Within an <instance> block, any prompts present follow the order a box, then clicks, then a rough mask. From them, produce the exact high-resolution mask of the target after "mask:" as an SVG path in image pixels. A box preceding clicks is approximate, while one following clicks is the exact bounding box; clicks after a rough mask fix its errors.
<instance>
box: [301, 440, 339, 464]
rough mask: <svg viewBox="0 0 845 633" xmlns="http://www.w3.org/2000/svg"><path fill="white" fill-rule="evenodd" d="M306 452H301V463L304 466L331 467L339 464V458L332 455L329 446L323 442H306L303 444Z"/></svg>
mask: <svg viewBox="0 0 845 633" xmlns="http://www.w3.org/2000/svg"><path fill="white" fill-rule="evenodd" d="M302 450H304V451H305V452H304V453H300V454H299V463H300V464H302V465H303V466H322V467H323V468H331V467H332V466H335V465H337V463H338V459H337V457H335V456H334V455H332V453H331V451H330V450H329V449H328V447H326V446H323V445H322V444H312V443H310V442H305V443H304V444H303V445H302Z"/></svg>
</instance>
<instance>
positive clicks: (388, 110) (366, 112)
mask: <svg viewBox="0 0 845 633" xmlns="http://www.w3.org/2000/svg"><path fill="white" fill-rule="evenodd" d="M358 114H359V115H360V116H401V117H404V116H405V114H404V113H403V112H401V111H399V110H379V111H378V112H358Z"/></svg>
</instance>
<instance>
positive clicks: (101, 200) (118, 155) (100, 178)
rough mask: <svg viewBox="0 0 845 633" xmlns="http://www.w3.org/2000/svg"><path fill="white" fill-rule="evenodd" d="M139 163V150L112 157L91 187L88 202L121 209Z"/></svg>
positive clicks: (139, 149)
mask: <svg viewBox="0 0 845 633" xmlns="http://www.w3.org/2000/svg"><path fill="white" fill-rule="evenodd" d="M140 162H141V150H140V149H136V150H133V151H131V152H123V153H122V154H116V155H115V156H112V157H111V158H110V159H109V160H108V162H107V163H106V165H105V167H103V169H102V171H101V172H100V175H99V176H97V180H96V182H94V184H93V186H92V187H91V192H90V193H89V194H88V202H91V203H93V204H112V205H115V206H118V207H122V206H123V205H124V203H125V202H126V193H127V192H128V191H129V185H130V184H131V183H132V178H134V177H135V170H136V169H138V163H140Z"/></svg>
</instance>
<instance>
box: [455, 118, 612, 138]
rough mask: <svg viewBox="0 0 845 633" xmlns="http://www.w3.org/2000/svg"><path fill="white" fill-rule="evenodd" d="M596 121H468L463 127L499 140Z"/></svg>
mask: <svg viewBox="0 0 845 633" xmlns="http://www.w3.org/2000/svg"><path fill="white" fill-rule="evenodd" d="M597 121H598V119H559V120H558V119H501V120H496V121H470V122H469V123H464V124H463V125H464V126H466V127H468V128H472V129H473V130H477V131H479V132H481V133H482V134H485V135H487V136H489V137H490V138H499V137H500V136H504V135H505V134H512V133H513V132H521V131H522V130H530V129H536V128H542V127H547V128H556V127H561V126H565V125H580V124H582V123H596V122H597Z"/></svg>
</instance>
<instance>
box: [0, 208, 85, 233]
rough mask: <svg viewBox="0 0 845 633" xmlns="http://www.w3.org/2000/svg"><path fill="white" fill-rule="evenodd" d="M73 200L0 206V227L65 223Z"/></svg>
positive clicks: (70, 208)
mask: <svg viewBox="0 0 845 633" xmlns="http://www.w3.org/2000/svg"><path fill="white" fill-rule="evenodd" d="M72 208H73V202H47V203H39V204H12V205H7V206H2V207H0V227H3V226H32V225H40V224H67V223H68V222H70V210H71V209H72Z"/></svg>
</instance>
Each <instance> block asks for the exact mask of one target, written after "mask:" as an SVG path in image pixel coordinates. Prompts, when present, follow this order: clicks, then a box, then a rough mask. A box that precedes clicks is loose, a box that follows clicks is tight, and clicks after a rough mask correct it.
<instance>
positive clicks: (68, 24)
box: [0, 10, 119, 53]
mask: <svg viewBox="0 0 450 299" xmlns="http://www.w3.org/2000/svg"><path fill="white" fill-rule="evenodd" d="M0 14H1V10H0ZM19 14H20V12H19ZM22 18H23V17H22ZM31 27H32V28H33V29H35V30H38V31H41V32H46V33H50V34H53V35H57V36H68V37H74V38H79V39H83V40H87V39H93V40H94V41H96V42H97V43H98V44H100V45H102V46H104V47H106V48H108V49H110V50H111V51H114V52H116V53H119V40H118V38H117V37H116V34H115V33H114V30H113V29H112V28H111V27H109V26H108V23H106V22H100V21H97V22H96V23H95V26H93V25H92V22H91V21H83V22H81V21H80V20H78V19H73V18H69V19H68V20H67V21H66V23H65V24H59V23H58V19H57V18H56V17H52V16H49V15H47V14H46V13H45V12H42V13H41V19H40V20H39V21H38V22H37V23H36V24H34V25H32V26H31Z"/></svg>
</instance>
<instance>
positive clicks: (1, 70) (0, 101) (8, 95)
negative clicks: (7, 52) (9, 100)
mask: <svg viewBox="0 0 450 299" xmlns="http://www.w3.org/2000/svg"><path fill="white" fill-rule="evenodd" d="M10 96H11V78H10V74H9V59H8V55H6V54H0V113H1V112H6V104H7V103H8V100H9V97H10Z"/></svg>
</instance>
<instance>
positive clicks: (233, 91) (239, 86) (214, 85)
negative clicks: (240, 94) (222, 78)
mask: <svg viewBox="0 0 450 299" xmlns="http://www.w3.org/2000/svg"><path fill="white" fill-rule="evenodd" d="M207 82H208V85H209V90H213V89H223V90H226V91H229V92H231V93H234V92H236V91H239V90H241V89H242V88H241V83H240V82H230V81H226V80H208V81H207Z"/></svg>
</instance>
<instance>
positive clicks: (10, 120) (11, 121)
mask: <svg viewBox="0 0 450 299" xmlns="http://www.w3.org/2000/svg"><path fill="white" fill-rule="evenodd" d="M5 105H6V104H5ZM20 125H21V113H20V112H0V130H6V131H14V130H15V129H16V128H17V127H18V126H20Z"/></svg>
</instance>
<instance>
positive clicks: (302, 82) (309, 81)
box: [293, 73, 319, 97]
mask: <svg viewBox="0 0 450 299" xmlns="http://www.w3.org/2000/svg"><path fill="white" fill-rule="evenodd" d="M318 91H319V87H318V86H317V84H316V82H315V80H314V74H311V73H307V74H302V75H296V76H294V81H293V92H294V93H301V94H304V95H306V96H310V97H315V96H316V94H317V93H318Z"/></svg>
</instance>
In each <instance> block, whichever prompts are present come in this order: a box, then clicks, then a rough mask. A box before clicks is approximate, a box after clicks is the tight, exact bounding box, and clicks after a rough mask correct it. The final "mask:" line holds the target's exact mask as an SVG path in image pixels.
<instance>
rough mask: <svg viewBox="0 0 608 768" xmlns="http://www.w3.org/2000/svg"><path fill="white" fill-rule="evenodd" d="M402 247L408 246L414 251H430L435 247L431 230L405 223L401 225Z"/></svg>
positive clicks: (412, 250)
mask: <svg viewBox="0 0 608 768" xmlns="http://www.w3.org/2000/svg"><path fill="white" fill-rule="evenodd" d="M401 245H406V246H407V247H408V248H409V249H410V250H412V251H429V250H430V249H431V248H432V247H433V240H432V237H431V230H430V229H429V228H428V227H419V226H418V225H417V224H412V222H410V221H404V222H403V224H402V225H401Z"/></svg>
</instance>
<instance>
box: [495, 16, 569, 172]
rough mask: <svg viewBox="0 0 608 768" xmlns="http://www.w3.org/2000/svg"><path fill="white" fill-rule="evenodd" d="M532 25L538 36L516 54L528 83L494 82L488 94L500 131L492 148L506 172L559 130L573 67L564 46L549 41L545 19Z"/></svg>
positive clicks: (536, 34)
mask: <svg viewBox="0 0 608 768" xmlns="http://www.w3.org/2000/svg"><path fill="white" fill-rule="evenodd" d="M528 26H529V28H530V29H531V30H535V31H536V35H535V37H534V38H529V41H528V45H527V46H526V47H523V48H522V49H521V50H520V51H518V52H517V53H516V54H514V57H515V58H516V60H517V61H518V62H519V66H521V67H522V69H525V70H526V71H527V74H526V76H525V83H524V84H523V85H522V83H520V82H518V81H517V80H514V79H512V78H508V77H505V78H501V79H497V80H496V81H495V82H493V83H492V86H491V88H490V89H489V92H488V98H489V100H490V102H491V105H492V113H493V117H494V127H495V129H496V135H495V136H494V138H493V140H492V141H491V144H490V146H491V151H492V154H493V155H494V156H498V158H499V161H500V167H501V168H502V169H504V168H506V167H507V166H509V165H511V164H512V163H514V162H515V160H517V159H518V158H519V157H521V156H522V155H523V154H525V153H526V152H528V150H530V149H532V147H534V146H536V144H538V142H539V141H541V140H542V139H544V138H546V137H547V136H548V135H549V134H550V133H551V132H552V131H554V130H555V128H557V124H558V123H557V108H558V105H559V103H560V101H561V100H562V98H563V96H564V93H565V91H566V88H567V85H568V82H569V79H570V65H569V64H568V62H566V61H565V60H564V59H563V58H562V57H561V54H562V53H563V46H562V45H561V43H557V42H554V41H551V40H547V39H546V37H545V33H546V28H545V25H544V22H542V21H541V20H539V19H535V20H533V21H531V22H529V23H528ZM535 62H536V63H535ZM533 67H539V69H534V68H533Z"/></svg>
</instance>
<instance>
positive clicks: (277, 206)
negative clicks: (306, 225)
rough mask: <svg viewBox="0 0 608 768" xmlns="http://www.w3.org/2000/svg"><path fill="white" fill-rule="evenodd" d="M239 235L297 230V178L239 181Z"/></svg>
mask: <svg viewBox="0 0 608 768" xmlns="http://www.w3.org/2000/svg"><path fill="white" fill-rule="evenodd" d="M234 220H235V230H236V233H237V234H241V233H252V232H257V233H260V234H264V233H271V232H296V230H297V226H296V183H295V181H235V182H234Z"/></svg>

--

Which lines in the items above contain the word "correct"? Select every one of them and copy each line out in full.

Each <instance> block asks for the exact mask of one target, written after "mask:" as an SVG path in image pixel coordinates. Prompts, when present, follow this order: clicks, then a box, then a rough mask. A box that precedes clicks is loose, a box that follows clicks is tight, and clicks after a rough mask correct it.
In each <instance> block, whichever prompts are present come in this order: a box, then clicks, then a rough mask. A box before clicks is approximate, a box after clicks is the tight, exact bounding box, and clicks after a rough mask correct it. The final "mask:" line holds the target's exact mask as an SVG path in image pixels.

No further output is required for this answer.